[BEGIN Input]

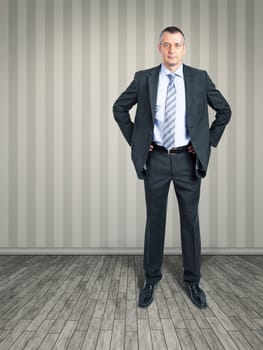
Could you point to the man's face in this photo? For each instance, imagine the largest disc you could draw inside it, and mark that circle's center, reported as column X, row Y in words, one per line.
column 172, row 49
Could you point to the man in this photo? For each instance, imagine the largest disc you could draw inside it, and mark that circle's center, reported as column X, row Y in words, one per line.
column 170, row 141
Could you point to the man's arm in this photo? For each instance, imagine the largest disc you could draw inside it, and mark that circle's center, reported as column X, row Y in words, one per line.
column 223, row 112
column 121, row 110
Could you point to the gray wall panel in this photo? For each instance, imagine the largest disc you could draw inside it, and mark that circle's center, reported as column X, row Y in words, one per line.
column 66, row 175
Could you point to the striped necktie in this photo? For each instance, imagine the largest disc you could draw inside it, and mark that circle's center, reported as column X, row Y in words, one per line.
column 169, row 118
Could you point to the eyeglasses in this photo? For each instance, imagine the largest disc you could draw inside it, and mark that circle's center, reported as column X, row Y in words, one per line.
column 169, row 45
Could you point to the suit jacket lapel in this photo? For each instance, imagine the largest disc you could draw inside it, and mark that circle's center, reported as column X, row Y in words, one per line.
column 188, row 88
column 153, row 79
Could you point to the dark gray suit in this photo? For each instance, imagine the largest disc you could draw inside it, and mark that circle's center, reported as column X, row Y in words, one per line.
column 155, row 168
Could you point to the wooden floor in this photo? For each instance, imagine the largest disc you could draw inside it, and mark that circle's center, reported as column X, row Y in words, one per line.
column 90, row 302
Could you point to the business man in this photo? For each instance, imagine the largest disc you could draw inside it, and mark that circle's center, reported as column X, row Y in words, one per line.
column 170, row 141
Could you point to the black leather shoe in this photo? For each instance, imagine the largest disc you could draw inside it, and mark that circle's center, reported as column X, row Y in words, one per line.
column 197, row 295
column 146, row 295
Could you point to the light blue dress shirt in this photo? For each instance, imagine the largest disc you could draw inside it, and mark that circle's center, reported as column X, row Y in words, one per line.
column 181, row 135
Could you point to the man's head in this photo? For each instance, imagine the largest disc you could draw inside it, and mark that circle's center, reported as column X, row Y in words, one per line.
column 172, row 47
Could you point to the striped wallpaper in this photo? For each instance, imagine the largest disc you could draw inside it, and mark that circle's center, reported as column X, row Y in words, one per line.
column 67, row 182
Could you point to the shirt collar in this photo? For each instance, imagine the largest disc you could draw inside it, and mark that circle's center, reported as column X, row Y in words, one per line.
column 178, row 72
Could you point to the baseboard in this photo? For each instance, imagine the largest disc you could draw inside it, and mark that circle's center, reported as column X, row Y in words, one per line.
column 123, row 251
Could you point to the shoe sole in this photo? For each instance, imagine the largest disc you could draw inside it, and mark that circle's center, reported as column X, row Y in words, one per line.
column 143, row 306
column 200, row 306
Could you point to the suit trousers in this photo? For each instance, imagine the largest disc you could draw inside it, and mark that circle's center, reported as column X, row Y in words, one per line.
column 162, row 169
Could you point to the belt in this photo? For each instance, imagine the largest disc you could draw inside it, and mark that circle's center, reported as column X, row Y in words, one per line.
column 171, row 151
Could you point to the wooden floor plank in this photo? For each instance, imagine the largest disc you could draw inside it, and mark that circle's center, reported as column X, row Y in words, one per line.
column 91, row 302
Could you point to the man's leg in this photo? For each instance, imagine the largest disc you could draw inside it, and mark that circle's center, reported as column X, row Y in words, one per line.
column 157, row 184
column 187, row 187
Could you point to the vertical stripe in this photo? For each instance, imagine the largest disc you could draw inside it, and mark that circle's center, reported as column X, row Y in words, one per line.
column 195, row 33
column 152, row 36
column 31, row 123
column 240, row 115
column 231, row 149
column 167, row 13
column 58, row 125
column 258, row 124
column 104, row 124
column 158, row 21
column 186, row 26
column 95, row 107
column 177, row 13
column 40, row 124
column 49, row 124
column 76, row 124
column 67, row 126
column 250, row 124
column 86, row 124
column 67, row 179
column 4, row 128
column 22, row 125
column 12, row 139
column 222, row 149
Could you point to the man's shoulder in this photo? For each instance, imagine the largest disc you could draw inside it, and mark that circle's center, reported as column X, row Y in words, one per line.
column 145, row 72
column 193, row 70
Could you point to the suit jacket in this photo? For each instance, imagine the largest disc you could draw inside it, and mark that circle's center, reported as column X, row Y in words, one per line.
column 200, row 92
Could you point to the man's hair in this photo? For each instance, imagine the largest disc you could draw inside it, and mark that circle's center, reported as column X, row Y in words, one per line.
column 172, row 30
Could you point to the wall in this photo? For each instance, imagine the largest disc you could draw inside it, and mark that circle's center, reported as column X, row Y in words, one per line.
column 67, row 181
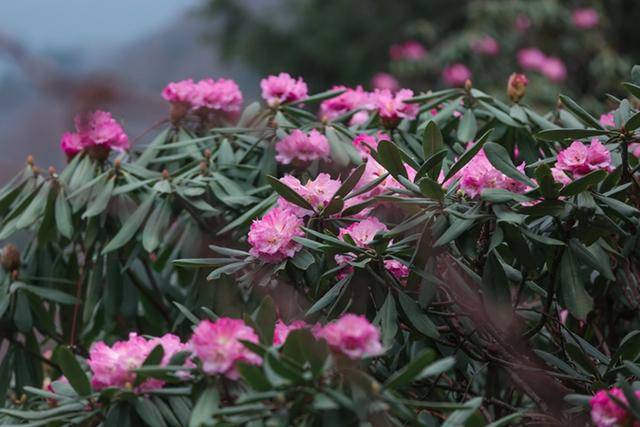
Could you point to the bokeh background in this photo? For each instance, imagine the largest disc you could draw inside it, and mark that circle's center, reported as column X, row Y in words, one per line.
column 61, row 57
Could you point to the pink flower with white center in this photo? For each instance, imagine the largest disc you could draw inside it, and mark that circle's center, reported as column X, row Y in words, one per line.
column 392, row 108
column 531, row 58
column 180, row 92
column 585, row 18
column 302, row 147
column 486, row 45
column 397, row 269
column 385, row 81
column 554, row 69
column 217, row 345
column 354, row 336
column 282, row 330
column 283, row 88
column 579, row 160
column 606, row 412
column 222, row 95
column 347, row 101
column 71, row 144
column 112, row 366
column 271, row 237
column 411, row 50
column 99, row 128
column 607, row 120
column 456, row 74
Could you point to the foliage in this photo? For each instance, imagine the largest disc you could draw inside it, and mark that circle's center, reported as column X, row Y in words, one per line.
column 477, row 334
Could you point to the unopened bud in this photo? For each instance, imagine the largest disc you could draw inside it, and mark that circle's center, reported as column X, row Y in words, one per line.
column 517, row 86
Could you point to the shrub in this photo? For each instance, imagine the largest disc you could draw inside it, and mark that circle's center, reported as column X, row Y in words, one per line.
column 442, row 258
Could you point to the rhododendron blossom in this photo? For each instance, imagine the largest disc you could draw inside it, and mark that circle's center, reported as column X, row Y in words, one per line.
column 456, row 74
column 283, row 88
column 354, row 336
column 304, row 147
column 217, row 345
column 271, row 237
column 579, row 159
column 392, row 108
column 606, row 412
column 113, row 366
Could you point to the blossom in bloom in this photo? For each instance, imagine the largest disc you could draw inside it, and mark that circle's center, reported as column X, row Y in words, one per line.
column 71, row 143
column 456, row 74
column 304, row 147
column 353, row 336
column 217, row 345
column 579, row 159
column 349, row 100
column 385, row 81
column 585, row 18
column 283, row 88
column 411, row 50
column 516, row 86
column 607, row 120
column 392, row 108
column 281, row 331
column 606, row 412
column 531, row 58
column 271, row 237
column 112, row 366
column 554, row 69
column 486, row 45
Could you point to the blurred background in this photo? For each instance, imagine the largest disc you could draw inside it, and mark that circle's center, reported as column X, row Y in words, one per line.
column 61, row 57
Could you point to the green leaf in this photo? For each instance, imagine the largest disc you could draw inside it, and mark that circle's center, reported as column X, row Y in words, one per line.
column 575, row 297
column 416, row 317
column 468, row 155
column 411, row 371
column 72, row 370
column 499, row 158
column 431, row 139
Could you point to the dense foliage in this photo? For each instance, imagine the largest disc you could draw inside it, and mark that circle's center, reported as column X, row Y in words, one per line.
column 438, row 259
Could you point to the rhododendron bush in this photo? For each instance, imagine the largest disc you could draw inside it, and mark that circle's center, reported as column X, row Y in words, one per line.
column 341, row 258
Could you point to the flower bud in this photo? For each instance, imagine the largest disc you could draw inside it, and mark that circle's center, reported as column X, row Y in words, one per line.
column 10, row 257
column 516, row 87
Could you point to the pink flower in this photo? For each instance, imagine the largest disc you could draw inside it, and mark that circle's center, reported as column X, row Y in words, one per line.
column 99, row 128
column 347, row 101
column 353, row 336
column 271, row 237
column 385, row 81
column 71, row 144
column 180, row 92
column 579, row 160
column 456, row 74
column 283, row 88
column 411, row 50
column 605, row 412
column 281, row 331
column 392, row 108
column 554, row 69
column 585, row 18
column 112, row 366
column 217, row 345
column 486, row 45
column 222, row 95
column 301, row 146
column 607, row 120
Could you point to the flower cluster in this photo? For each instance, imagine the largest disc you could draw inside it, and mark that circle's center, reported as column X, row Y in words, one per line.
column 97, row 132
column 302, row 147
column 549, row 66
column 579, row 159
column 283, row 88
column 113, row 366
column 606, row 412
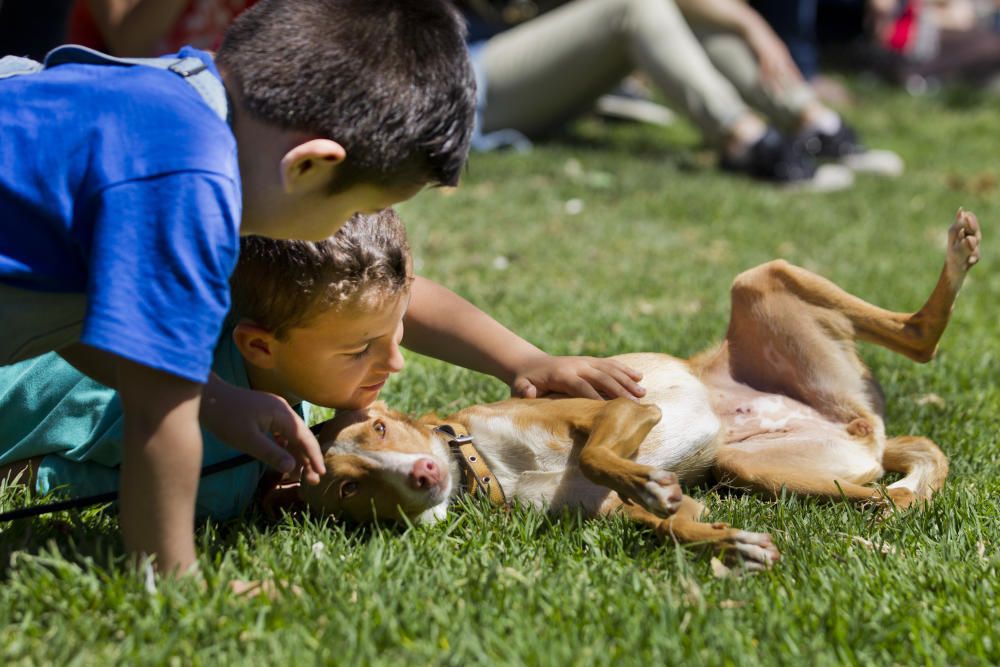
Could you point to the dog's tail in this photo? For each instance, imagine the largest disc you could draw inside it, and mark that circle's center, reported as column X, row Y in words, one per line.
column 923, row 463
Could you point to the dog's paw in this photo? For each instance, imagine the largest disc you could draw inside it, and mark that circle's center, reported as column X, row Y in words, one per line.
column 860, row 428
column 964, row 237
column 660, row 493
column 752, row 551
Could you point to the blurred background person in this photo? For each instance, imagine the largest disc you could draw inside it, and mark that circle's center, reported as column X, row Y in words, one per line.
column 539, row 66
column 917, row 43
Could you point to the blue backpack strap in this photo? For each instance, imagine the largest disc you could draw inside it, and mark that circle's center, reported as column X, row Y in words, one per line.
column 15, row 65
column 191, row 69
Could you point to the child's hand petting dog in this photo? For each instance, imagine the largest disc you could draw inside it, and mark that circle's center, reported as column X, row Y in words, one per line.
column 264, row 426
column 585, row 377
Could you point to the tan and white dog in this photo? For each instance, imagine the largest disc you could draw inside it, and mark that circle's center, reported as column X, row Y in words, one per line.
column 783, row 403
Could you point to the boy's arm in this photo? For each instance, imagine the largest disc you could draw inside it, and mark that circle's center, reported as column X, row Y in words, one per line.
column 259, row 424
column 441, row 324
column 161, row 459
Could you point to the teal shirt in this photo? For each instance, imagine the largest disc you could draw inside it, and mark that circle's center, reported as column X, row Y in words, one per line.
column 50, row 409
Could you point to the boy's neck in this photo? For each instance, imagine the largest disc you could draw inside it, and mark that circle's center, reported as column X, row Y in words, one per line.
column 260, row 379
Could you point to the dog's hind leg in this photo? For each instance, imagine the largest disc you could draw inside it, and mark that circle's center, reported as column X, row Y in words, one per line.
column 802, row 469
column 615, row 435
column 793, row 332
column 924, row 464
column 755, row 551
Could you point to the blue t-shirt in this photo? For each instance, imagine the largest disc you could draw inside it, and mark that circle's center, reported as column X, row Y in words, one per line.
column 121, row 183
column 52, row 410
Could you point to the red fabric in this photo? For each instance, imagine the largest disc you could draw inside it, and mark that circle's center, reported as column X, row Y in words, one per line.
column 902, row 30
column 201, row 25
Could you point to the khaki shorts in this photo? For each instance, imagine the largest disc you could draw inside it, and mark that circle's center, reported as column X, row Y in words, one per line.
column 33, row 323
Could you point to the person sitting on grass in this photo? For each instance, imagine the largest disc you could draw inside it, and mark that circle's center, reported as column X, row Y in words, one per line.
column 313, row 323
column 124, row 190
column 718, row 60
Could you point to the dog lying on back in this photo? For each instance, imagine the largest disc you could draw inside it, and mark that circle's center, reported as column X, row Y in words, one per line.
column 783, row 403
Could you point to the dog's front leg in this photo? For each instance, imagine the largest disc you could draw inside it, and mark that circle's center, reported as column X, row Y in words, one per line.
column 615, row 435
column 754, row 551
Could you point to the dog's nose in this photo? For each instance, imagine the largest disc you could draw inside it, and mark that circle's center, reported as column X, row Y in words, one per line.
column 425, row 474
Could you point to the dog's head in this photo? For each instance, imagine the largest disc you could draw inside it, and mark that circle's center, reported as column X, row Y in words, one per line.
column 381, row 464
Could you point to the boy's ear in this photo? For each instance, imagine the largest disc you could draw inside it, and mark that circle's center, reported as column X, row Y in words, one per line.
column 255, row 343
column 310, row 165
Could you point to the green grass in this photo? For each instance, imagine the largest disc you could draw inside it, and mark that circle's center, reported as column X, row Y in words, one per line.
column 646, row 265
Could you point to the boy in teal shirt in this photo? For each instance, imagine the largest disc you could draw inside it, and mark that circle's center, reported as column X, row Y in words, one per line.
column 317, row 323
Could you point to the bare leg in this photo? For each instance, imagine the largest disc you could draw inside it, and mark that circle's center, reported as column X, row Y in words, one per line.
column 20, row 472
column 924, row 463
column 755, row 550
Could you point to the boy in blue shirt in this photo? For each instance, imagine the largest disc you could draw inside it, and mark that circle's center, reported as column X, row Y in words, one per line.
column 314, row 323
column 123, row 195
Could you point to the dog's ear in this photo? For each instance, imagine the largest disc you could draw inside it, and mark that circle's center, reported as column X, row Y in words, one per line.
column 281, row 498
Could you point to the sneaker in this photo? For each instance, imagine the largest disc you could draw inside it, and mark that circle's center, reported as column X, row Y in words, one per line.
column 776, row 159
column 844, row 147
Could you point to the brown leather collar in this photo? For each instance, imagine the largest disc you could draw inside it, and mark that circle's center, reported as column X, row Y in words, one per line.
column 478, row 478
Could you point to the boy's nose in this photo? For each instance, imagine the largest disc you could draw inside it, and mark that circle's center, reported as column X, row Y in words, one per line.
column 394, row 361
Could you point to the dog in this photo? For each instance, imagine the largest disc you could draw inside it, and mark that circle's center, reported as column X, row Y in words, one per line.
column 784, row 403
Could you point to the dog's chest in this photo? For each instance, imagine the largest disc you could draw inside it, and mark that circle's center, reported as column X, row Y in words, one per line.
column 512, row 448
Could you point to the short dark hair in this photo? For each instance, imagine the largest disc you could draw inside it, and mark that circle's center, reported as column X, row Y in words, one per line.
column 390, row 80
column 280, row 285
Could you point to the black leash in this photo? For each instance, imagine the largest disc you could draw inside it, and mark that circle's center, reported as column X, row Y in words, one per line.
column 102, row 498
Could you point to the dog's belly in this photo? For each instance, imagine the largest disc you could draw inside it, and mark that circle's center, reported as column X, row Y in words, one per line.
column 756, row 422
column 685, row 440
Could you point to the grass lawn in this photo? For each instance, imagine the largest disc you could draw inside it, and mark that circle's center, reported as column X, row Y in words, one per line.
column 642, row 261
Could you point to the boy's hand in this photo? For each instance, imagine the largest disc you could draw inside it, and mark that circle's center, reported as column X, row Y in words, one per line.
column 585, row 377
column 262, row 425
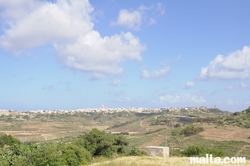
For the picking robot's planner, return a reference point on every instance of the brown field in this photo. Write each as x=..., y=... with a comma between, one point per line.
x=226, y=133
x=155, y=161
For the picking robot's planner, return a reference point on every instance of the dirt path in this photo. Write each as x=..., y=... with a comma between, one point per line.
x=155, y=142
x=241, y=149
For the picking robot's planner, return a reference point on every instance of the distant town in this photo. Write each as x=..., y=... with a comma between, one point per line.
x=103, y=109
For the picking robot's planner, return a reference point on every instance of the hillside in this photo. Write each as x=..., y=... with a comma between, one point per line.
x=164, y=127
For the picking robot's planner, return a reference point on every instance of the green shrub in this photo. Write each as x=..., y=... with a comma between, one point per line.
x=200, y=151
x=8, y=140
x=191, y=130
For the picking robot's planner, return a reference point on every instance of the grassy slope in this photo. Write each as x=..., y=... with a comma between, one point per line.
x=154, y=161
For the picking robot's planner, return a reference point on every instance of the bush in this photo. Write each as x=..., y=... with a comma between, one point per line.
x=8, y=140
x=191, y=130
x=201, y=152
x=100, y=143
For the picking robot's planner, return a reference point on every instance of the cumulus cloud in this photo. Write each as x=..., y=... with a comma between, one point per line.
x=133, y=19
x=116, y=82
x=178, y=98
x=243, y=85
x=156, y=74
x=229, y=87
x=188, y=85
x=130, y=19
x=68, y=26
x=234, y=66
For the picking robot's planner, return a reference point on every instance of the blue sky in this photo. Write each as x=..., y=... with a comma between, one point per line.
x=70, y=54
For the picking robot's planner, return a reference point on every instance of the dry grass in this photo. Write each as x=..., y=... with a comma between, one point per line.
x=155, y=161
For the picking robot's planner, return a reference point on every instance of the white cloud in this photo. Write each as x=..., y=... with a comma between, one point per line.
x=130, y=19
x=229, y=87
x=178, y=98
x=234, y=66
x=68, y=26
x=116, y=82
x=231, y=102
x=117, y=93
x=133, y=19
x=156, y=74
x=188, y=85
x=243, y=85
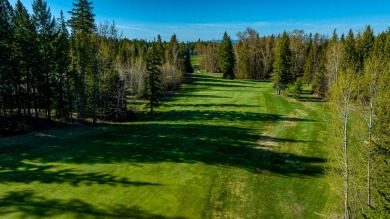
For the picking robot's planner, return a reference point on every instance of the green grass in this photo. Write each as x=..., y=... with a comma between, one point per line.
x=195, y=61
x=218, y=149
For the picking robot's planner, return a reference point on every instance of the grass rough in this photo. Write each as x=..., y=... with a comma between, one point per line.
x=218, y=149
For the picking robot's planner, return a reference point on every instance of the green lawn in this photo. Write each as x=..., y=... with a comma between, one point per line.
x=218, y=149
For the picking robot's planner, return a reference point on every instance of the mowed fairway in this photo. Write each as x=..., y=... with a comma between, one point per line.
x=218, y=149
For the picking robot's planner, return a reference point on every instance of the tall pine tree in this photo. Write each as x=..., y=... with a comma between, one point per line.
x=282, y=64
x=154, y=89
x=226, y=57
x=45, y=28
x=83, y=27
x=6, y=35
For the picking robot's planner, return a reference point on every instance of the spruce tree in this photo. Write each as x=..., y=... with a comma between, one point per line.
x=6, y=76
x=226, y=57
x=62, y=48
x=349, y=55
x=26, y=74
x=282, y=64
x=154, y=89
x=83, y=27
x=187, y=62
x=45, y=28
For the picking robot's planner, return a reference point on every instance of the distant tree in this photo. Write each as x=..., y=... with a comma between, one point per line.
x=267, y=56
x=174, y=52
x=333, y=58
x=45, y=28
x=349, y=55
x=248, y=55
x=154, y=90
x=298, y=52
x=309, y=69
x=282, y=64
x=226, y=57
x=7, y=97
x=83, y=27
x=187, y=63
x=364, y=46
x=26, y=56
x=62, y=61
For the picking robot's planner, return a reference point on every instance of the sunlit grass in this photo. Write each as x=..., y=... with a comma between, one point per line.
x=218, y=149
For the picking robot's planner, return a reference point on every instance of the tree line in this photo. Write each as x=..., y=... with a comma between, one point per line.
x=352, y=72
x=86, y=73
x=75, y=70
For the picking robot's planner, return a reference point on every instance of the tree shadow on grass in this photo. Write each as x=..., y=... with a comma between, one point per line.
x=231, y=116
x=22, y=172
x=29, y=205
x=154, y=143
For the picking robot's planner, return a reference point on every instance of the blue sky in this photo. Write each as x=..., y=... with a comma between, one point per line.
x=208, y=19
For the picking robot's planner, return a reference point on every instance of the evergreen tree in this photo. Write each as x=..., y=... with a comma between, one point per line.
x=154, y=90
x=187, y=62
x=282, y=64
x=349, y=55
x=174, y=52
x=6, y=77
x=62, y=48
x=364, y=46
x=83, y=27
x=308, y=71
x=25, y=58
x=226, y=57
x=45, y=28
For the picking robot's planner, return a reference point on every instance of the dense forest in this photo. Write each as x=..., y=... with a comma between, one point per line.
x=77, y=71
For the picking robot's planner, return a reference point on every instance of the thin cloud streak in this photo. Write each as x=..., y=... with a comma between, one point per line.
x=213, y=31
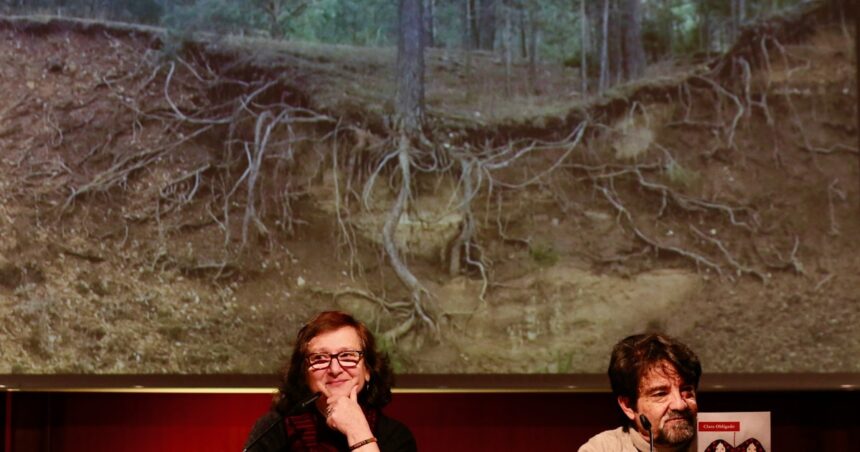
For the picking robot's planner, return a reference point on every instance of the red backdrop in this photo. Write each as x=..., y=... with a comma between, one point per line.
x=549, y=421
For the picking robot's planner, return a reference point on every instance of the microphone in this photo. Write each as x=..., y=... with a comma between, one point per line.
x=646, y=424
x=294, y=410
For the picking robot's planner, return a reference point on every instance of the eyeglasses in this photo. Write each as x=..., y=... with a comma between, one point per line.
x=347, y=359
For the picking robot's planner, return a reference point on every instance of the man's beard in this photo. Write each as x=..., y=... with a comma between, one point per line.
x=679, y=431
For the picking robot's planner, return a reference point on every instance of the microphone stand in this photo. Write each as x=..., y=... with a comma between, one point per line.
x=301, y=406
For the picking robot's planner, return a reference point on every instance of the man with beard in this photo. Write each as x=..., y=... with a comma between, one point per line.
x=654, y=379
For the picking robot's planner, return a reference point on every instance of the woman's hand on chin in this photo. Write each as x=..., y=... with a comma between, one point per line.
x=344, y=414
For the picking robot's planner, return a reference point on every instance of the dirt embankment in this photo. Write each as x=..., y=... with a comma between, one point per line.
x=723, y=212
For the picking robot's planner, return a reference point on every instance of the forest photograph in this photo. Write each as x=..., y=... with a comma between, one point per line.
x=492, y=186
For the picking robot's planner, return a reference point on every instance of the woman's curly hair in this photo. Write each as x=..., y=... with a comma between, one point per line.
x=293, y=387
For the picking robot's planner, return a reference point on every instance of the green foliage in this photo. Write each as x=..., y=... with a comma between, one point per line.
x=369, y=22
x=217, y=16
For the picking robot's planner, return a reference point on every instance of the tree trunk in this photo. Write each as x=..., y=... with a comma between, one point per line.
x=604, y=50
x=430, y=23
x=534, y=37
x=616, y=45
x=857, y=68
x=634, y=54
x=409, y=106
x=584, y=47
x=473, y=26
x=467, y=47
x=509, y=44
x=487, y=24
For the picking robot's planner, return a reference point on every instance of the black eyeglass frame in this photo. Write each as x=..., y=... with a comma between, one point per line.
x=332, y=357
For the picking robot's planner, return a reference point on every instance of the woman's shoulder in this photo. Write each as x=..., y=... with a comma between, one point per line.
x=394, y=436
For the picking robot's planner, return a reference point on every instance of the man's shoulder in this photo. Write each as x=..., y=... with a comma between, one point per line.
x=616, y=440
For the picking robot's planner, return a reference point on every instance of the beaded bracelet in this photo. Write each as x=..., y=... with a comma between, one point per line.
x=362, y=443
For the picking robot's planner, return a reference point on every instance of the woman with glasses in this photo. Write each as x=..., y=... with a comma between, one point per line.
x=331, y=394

[END Input]

**Task instructions:**
Can you give the lines again, starting with the line with "Could you point to the tan" and going on through the line with "column 50, row 409", with "tan and white dog" swapped for "brown and white dog" and nothing else changed?

**Complete output:**
Could you point to the brown and white dog in this photo? For each instance, imagine the largest disc you could draw inside it, and mark that circle's center, reported as column X, row Y in words, one per line.
column 783, row 403
Could you point to the boy's arm in this photo? For each instance, imagine the largest disc you could draw inside it, and mark that circle's center, reported as column X, row Y in words, one per line.
column 259, row 424
column 441, row 324
column 161, row 459
Could you point to the teal shirt in this photo? For each instance, imagine the largest disc you could draw inside it, and mark that circle's center, reported as column X, row Y in words, one per line.
column 50, row 409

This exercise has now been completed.